(Labeled object pointing entries)
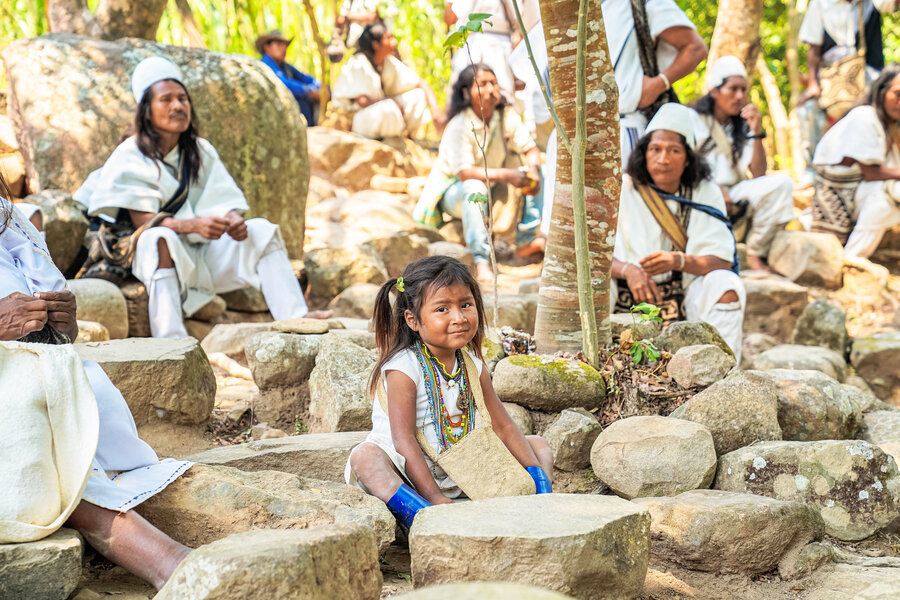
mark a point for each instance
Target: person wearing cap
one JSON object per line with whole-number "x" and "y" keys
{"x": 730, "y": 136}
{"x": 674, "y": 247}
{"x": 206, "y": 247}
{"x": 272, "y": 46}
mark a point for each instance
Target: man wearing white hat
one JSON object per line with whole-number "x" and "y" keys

Instructions to follow – Reproduce the material above word for word, leaving out the pictures.

Correct response –
mark a point for each instance
Target: person wearing cap
one JSON object per line with whole-number "x" and "y" keys
{"x": 730, "y": 136}
{"x": 674, "y": 247}
{"x": 206, "y": 247}
{"x": 272, "y": 46}
mark a point for each instance
Target: man wearing white hat
one JSON object per line with whole-number "x" and "y" keys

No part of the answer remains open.